■ PROBLEM: Every line in the entries that holds "sidewalk" should be identified and copied.

[Stored records]
........

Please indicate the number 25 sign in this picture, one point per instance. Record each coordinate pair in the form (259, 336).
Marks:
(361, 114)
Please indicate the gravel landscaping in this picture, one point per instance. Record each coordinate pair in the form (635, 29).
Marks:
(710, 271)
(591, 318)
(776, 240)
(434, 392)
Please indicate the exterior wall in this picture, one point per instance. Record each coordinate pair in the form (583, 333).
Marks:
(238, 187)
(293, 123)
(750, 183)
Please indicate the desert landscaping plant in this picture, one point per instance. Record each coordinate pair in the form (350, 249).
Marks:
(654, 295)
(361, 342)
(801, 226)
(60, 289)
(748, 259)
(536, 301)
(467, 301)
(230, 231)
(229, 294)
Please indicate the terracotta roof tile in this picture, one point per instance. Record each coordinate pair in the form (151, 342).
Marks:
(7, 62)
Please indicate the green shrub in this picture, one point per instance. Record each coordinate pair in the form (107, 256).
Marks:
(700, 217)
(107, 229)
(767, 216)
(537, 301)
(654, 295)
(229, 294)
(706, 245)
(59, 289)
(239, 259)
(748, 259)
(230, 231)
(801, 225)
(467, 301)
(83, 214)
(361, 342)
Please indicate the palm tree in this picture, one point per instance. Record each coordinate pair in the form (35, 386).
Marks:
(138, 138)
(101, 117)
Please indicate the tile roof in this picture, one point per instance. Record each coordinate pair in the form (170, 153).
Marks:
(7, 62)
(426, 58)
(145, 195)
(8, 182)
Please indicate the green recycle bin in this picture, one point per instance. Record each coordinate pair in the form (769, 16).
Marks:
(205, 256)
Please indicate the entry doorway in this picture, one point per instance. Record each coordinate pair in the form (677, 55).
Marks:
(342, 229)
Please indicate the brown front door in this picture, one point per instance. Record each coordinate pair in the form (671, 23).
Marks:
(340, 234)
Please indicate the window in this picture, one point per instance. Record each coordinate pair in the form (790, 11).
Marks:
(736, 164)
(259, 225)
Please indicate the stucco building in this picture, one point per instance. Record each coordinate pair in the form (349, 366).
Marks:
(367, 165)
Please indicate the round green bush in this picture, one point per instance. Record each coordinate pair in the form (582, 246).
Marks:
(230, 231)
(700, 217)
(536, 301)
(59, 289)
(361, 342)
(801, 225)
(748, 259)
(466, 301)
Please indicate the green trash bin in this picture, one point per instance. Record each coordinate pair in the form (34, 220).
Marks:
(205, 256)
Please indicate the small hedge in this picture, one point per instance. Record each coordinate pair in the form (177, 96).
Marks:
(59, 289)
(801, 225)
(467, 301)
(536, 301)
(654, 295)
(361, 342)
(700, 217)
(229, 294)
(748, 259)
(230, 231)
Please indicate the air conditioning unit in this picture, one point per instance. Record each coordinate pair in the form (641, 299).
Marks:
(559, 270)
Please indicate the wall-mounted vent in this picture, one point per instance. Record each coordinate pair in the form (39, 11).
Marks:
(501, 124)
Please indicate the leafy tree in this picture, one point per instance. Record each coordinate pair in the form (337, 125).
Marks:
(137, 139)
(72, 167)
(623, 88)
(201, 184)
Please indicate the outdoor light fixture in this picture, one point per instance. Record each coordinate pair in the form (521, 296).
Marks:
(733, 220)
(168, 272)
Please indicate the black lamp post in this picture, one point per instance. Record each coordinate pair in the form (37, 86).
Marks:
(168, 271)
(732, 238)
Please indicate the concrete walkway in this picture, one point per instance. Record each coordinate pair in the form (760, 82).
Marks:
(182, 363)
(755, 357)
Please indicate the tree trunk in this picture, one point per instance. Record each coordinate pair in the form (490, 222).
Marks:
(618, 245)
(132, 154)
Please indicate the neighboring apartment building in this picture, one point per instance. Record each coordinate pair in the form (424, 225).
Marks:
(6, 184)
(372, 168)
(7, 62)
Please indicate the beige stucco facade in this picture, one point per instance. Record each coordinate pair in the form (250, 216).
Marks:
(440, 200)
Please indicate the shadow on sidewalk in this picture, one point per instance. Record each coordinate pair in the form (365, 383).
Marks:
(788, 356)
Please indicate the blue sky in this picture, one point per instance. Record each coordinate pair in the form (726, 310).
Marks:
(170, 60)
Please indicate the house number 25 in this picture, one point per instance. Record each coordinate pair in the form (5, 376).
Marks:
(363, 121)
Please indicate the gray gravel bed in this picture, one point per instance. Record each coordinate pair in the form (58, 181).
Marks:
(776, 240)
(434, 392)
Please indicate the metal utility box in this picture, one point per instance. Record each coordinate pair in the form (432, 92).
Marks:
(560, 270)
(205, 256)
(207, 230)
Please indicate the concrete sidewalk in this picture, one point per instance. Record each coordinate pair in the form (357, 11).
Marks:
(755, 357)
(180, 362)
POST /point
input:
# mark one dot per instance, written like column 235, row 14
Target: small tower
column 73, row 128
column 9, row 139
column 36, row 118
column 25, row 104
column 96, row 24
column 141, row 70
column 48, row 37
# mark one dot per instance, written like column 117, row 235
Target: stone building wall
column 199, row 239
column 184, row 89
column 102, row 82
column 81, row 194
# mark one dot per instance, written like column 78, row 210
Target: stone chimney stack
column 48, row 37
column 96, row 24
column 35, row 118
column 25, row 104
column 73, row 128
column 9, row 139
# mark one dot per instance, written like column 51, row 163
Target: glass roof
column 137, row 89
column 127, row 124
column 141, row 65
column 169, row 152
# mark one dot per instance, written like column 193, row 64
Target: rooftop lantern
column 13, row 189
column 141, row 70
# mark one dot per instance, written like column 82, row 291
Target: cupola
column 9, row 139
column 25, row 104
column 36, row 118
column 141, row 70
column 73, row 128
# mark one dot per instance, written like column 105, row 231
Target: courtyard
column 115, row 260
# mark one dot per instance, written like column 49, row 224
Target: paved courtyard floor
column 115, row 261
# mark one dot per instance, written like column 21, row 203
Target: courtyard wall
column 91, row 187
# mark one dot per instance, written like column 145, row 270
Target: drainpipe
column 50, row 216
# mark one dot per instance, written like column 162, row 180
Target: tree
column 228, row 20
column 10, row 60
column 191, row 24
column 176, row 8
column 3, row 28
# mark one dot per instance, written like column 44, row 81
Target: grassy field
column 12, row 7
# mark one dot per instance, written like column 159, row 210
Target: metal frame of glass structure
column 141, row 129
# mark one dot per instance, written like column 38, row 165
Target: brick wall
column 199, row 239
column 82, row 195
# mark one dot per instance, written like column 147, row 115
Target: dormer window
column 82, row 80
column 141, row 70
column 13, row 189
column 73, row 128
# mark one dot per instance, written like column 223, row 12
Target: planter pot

........

■ RESPONSE:
Please indicate the shadow on sidewalk in this picture, one point per instance. Record each coordinate pair in the form (365, 383).
Please indicate the concrete sidewalk in this picture, one point per instance. Record each coordinate pair in the form (357, 11).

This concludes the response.